(PAGE EXCERPT)
☆ ☆ ☆ ☆
They go in opposite directions:

\- novelty -> time flies in the moment but seems much expanded when you
remember it

\- boring and repetitive activity -> time seems to crawl in the moment but in
memory it seems to vanish

Another way to increase the subjective feeling of time is to be a parent.

------
mbank
Be somewhere you don't want to be and where it is not much (work) to be done.
Seriously: Few years back, we had the draft in Germany and these were the
longest 9 months of my life. Especially the first 3 (bootcamp style) seemed
never to end: Days felt like weeks! Even though later on the people around
were kind of ok, the time kept dragging on... You often hear the same kind of
story from prisoners. In all seriousness: My time there really got me thinking
especially if I compare it with how fast a year passes by nowadays...

------
Roybot
There is something more to be said for the premium we put on time. We've
adopted apt phrases like time is money. And it tends to be described with
words like priceless, valuable, precious.

The relationship we've created with time makes us want to rush through things
quickly. This is where the "time flies" feeling can come from. It actually
makes us less resourceful and less productive. By placing less of a premium on
time we widen our options in all things - life and work included.
☆ ☆ ☆ ☆
(DATASET EXTRACT)
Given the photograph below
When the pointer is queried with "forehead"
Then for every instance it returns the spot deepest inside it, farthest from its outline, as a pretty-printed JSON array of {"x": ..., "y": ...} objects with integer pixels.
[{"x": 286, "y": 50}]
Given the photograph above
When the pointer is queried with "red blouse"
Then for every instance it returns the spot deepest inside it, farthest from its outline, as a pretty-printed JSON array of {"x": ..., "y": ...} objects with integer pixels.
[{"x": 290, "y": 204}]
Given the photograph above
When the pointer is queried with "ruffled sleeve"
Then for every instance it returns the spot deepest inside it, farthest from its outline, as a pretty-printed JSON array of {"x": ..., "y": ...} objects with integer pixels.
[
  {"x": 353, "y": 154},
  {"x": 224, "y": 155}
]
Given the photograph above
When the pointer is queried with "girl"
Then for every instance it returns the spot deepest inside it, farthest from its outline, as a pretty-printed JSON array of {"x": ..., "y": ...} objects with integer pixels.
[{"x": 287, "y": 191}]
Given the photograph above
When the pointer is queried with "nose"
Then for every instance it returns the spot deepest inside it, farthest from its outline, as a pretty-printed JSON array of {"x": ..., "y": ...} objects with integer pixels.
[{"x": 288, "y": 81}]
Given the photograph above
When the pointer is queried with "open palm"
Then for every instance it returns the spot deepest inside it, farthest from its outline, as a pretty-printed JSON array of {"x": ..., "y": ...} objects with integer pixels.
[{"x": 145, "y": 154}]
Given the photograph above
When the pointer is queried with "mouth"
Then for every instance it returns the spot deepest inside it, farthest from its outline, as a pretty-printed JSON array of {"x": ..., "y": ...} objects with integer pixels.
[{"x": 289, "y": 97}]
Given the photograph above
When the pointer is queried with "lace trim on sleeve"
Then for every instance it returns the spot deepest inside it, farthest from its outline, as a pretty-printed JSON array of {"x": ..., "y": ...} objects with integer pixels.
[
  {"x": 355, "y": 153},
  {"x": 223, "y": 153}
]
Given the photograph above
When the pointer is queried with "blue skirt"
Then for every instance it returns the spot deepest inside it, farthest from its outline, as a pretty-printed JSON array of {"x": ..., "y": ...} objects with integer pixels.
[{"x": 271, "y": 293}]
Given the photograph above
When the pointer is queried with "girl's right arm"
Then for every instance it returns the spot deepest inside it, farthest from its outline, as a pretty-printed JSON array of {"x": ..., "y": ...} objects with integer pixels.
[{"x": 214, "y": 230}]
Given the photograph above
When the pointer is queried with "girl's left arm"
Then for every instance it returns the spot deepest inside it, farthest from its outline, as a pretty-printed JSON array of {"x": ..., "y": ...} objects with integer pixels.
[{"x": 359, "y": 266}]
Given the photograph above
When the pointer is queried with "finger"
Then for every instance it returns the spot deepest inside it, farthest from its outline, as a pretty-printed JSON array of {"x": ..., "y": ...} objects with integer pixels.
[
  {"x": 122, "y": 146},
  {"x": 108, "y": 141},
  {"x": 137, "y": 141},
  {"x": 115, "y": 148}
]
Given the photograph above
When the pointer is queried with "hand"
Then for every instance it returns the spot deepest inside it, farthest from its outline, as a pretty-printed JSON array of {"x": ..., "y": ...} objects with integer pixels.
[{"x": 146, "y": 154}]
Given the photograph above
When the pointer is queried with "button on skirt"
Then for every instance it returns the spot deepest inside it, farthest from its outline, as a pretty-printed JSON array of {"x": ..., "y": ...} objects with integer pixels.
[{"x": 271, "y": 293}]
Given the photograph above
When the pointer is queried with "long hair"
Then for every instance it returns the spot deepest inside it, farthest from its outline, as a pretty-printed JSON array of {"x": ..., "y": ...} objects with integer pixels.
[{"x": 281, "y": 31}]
☆ ☆ ☆ ☆
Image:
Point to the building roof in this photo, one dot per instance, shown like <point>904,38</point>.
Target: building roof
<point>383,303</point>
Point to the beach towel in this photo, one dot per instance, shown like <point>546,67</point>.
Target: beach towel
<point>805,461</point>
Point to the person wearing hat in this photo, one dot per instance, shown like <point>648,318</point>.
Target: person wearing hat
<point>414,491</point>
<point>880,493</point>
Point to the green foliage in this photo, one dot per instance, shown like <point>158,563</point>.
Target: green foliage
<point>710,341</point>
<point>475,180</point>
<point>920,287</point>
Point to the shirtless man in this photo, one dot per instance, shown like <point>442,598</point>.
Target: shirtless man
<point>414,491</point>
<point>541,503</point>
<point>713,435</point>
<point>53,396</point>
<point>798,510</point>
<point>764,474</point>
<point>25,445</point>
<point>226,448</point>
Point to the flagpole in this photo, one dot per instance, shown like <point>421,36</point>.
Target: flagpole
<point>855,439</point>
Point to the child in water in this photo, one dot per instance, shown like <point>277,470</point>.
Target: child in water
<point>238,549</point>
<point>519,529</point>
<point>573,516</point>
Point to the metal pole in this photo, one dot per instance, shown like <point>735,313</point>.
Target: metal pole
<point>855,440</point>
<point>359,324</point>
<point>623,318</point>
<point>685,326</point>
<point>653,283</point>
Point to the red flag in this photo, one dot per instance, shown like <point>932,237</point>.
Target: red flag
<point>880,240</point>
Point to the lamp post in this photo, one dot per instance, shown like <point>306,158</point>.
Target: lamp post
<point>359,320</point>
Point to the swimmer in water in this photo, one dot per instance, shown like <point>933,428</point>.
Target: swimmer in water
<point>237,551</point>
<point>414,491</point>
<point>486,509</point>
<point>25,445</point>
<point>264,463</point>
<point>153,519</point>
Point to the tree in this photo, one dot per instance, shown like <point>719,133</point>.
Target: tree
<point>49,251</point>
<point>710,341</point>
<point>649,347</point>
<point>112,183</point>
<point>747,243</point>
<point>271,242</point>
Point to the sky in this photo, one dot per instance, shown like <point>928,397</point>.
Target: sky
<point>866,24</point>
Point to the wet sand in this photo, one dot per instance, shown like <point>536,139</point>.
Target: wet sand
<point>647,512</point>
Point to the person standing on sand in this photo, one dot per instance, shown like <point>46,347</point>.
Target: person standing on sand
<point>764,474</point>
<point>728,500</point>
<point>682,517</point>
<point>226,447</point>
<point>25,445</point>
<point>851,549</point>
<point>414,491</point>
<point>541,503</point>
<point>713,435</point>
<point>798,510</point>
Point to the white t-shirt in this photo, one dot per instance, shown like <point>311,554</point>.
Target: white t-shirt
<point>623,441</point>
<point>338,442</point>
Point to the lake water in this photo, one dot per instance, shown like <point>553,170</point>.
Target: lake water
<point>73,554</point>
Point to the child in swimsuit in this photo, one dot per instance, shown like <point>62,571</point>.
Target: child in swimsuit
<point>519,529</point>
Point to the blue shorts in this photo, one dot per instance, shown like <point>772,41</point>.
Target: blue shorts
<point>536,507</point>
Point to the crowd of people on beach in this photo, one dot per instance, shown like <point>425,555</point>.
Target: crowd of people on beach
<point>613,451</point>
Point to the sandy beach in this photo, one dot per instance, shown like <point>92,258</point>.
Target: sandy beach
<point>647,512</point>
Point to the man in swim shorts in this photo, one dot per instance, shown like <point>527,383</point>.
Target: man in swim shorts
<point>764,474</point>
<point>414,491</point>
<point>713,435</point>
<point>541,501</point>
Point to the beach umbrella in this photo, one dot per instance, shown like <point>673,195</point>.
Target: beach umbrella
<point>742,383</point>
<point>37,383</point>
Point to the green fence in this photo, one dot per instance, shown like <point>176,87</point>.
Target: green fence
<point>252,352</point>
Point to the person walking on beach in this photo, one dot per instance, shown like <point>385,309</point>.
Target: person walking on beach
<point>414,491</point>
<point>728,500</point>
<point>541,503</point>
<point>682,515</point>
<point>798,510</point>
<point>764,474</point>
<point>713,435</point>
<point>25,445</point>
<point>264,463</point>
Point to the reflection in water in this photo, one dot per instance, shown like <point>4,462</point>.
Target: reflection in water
☆ ☆ ☆ ☆
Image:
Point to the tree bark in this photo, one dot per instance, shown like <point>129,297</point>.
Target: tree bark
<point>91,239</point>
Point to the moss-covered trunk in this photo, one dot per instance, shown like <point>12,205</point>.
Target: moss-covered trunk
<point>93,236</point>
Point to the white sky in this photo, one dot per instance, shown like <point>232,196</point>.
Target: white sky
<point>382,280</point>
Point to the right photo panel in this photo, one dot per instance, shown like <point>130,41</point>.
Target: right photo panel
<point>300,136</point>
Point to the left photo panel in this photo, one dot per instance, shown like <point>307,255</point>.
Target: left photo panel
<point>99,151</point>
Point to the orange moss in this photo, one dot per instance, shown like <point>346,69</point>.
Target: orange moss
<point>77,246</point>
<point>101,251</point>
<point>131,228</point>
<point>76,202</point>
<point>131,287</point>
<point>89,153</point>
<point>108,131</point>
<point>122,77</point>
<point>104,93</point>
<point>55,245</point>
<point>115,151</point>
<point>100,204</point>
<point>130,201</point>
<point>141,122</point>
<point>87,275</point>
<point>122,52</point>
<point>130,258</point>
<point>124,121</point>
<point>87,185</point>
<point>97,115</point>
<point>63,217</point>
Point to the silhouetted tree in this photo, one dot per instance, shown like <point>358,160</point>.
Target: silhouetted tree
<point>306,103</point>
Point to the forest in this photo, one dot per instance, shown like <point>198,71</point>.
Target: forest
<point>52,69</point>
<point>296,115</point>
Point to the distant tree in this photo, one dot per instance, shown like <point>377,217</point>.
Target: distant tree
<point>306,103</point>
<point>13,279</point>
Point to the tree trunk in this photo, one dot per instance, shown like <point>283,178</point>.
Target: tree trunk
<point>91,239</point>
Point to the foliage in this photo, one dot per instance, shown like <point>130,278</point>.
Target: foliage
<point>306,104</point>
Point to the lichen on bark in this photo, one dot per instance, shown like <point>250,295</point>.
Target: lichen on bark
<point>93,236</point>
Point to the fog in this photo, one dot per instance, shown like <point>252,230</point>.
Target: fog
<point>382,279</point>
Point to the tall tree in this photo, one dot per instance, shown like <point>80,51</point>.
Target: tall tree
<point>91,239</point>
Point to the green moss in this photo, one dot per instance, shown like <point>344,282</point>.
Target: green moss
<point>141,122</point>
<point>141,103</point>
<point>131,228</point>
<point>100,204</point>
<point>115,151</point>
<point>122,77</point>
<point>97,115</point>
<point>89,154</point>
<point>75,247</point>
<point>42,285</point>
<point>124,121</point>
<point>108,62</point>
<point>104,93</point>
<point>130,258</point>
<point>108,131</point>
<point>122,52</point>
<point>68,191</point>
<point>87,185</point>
☆ ☆ ☆ ☆
(REQUIRED ACTION 1)
In the discussion of subjective time, rewrite everything from "They go in opposite" down to "be a parent.", putting "variety" in place of "novelty".
(REQUIRED ACTION 2)
Pick up the discussion of subjective time and carry it on from its last sentence.

(WRITTEN REPLY 1)
They go in opposite directions:

\- variety -> time flies in the moment but seems much expanded when you
remember it

\- boring and repetitive activity -> time seems to crawl in the moment but in
memory it seems to vanish

Another way to increase the subjective feeling of time is to be a parent.

(WRITTEN REPLY 2)
------
codeulike
[https://en.wikipedia.org/wiki/Chronostasis](https://en.wikipedia.org/wiki/Chronostasis)

------
vagab0nd
So the problem with this is that I don't care about how long I have lived, but
how much longer I still have to live. And novelty doesn't change that.

------
cloud_surfer
I wonder if noticing time going by so quickly is an indicator to start doing
less. I think boredom could help with self-reflection about how you're living
life, and really notice what makes you happy/unhappy. Doing smaller lifestyle
correcting could be better than holding it all and having a
mid/quarter/yearly-life crisis.

------
vermilingua
The author spends nearly a quarter of this piece forgetting that not the whole
world shares the same seasons.

------
markhollis
Some days ago I saw a video that suggested that subjective time seems to be
slower when we are younger because our neurons are firing more actively. As we
grow older, they tend to fire less. Anyway, it is just one aspect.

------
holyknight
Good idea, but the whole text could've been summarized in like 2 sentences...

------
Ericson2314
Breaking routine sounds exhausting and unsustainable, a classic individualist
falicy. I feel like getting more sleep and doing fewer stimulants (caffeine)
is the type of advice this audience actually needs.

------
amelius
“A reader lives a thousand lives before he dies (...) The man who never reads
lives only one.”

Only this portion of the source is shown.